## DESCRIPTION OF THE TASK
Please count the lines in the listing below where the word "every" appears. Give the number only.
[EXCERPTED DATA]
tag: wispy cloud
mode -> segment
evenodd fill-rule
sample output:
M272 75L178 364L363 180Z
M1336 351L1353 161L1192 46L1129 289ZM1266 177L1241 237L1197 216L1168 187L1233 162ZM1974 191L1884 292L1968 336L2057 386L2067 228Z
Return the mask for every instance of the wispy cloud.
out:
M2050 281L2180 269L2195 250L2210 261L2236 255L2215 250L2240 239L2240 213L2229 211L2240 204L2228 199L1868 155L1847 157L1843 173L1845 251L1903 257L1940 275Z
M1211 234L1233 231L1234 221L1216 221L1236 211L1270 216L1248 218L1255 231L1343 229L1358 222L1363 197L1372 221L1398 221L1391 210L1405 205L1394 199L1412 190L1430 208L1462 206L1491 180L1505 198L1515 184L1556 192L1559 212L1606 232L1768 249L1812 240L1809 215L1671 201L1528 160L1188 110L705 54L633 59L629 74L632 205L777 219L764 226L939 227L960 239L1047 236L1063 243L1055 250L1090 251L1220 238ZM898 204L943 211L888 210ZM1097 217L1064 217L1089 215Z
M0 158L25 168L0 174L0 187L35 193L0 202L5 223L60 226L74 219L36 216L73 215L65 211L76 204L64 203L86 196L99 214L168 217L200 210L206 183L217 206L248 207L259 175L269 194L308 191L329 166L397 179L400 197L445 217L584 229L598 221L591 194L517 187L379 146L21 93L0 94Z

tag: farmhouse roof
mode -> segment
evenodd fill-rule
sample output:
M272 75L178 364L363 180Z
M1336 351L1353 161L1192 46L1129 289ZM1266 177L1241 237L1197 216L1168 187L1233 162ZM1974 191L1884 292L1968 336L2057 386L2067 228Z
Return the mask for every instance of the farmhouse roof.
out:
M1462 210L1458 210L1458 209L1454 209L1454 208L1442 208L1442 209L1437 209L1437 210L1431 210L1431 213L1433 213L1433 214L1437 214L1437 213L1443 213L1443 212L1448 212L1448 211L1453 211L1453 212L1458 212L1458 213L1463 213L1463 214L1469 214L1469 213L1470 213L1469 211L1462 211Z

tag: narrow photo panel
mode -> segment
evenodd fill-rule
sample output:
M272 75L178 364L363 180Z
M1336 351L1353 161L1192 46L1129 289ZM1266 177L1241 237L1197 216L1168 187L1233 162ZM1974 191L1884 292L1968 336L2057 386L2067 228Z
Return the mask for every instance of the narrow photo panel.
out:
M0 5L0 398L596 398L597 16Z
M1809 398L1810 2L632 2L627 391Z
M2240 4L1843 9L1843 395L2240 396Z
[/EXCERPTED DATA]
## SOLUTION
3